Your objective:
Filter the records for lines holding the string "left".

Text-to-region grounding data

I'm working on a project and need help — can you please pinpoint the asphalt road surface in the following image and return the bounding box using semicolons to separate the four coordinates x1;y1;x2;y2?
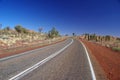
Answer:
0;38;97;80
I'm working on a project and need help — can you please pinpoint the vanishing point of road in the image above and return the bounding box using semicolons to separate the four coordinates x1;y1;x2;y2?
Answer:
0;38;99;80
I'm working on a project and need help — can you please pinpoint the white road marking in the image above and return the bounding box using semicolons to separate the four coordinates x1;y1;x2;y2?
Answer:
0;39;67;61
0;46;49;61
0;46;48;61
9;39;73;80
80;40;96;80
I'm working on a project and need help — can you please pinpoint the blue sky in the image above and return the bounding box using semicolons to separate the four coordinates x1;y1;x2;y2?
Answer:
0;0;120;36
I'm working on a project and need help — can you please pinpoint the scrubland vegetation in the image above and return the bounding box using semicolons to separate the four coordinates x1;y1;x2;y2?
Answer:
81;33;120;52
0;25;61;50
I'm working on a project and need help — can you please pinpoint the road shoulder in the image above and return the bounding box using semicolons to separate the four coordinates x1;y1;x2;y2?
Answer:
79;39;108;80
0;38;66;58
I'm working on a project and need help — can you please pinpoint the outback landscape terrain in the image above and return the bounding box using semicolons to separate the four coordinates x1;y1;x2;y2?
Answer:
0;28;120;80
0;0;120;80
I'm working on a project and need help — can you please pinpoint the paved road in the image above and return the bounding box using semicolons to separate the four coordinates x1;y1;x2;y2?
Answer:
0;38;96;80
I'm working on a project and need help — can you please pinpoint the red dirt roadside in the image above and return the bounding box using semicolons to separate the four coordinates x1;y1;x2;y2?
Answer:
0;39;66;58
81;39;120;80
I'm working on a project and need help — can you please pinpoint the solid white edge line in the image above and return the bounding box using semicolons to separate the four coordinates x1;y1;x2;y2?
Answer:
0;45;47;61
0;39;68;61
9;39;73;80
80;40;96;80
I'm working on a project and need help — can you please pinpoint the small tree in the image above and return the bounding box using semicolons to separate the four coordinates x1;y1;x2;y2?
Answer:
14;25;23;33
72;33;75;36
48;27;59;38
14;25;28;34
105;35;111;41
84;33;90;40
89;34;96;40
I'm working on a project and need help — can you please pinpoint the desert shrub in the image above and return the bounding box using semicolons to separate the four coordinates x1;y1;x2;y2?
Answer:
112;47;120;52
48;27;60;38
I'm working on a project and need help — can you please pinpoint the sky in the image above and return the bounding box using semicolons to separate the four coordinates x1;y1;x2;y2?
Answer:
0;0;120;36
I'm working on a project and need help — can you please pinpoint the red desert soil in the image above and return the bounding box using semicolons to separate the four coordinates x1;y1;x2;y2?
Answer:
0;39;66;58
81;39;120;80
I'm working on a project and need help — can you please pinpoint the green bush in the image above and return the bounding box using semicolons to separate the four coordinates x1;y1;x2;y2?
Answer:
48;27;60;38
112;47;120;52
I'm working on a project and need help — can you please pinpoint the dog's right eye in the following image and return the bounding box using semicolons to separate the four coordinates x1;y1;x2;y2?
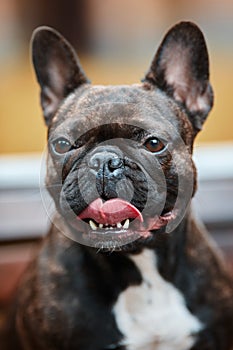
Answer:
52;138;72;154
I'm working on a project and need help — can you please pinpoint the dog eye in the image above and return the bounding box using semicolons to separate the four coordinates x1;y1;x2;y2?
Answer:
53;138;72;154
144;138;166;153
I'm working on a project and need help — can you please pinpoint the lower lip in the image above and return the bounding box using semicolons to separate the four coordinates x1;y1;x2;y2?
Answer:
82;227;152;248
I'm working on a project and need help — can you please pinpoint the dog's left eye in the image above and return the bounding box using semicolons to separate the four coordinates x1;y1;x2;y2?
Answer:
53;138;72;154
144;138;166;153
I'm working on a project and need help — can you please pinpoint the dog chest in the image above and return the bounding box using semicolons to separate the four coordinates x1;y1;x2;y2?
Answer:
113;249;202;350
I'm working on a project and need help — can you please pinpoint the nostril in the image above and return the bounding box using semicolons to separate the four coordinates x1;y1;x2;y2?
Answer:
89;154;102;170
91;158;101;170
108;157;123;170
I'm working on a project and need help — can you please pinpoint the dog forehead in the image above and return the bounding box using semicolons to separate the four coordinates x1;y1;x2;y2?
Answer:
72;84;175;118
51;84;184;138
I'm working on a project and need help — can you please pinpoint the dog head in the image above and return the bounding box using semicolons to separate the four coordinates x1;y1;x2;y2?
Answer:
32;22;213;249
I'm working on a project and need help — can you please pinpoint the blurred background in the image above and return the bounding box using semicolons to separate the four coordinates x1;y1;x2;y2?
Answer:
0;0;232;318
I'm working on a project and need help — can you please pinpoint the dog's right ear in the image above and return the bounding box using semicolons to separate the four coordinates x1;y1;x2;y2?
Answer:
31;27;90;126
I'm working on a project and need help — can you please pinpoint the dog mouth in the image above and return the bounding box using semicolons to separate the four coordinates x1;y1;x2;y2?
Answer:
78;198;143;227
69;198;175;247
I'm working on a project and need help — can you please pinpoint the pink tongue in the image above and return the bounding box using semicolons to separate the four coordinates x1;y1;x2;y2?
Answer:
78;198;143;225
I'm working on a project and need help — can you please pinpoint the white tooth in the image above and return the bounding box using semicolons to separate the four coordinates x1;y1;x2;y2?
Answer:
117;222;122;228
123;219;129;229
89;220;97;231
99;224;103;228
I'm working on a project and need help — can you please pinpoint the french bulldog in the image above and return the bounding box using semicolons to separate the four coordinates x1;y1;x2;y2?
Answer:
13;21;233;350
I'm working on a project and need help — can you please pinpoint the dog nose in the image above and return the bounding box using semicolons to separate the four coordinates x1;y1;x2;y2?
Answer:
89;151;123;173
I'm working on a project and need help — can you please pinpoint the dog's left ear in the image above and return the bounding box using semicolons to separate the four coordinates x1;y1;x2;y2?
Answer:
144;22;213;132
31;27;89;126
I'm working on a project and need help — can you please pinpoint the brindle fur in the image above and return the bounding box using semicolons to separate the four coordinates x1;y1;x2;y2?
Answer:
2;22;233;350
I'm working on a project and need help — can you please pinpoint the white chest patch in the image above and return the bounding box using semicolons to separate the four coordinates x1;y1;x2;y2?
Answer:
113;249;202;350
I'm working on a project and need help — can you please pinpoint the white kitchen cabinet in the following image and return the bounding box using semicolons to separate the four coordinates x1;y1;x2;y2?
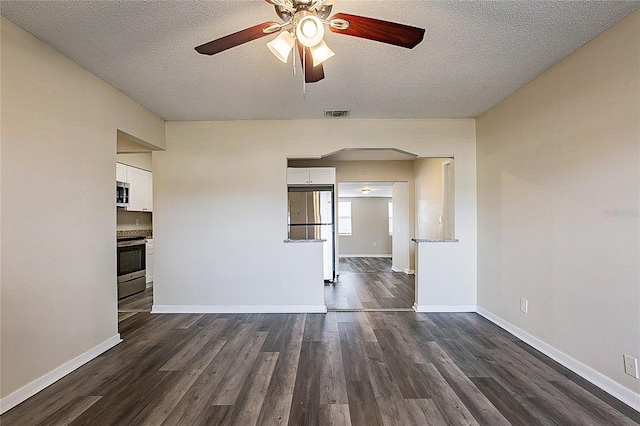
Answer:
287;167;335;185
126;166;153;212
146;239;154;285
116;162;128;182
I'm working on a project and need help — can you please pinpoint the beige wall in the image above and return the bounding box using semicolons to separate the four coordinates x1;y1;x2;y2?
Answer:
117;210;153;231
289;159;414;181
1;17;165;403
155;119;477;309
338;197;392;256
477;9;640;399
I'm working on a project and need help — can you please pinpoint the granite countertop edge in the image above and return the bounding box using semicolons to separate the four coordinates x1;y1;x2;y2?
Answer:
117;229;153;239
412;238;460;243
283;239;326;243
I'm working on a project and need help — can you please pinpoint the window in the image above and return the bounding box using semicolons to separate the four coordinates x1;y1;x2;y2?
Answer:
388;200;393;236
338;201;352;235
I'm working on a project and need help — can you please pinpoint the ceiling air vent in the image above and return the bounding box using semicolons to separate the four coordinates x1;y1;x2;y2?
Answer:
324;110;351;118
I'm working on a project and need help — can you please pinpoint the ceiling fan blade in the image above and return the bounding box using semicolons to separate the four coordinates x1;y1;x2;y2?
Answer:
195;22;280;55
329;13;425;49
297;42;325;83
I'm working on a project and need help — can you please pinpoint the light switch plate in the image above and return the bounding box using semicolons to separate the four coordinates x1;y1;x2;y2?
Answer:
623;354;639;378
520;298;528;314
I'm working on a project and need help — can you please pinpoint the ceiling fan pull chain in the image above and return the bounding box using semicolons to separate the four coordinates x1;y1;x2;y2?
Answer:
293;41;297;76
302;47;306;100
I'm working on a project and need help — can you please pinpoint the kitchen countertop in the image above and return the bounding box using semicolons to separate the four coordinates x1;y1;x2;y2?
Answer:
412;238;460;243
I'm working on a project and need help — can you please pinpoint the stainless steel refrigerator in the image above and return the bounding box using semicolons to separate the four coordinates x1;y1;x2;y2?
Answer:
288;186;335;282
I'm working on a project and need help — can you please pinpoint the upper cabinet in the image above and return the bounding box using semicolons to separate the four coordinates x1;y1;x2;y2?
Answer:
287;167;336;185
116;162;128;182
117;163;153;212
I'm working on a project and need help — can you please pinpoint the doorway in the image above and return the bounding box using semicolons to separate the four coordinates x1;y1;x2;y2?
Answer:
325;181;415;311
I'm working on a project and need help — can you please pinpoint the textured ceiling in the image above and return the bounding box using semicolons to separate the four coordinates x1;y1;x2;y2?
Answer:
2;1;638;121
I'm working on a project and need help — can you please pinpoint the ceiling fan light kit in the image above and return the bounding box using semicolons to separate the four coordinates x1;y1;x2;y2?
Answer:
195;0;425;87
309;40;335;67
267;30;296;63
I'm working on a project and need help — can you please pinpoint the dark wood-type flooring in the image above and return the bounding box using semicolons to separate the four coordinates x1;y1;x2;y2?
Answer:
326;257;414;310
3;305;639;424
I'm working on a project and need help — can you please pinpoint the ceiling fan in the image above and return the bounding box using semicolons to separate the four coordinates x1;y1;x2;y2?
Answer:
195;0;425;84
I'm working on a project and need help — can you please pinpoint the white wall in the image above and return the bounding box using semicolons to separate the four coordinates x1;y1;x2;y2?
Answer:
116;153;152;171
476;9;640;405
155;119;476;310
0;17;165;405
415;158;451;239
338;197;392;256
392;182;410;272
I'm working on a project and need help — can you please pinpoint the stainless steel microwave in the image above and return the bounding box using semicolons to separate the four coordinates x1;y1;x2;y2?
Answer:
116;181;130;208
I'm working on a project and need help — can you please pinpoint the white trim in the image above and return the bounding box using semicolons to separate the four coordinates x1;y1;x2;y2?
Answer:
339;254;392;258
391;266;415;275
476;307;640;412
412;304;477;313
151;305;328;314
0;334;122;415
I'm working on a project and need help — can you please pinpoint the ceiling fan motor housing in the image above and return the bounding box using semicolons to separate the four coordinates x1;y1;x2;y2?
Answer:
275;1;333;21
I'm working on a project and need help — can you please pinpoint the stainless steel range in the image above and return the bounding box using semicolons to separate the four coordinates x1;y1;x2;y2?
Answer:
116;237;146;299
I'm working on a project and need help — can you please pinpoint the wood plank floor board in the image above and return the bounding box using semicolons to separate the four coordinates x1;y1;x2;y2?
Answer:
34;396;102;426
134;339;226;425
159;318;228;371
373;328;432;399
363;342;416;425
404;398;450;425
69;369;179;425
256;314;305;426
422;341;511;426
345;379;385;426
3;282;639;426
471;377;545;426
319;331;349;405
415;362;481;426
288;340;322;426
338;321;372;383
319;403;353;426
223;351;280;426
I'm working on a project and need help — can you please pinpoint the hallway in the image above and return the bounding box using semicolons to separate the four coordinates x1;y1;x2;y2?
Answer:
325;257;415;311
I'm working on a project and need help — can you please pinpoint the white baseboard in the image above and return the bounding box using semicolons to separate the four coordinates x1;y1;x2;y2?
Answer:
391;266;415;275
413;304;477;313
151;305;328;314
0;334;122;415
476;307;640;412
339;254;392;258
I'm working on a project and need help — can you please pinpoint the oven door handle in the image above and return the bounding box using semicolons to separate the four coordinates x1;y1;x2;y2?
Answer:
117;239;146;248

* * *

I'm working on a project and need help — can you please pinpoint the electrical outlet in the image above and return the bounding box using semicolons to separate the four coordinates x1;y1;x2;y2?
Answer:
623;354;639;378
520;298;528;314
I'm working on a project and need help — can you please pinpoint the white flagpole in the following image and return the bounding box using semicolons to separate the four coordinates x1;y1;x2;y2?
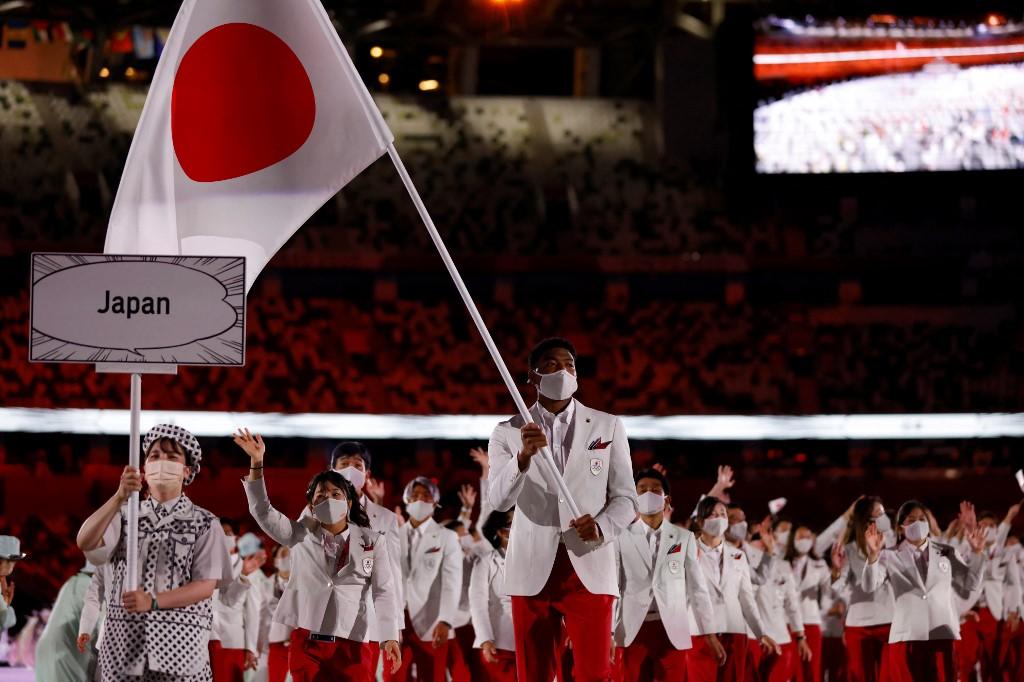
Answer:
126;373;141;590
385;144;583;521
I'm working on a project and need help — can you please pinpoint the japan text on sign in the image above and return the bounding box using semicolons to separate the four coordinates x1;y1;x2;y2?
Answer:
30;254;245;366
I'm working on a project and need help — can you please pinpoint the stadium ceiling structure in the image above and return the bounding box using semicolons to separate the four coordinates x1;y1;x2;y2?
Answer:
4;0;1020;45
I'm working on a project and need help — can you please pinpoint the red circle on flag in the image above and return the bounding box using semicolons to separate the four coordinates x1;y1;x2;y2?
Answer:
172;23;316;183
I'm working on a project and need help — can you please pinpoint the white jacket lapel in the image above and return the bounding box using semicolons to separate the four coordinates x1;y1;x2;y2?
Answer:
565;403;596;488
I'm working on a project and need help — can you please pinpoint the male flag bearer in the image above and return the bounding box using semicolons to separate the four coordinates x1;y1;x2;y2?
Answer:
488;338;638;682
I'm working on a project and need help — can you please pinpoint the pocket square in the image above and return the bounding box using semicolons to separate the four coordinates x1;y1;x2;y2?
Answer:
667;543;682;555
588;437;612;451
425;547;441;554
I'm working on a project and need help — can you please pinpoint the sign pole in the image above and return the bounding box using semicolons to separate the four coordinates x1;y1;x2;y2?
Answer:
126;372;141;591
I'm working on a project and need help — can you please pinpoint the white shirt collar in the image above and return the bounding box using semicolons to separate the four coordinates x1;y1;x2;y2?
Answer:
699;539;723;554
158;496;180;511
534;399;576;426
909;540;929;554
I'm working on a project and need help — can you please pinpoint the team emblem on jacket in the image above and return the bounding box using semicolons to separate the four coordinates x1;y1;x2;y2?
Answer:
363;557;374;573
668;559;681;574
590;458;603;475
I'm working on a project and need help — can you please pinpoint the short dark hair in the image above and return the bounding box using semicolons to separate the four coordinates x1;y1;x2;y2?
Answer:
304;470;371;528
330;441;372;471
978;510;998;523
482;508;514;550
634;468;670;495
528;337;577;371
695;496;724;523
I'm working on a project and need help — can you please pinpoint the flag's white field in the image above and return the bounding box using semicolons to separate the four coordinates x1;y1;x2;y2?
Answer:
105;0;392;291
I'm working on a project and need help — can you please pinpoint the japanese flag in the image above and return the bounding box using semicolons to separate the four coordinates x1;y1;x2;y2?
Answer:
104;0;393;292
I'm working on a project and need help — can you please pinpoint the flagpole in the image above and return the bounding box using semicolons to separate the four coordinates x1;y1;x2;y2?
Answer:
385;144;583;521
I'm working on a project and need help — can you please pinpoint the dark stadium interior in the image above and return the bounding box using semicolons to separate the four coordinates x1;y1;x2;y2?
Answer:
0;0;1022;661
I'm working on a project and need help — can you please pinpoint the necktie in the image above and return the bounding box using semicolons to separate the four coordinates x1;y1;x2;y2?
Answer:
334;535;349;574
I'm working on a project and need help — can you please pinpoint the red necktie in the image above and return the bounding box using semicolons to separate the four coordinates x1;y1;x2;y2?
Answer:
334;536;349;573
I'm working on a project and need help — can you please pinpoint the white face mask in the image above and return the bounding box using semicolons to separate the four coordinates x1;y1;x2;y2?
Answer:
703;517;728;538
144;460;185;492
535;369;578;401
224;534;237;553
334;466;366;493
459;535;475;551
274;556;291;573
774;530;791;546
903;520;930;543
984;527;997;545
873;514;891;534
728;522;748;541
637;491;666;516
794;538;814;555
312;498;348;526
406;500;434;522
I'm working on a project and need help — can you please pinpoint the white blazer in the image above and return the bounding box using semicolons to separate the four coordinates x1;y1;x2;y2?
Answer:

Response for this exercise:
I'm working on a project and need help — can you please pinpoint the dog's left eye in the image above and return the bounding box using semicolons to separate the four coordinates x1;y1;x2;y2?
I'm working on a project and need help — can you please pinpoint the dog's left ear in the image above and return the bounding box using semicolons to separate the four coordinates x1;y1;x2;y2?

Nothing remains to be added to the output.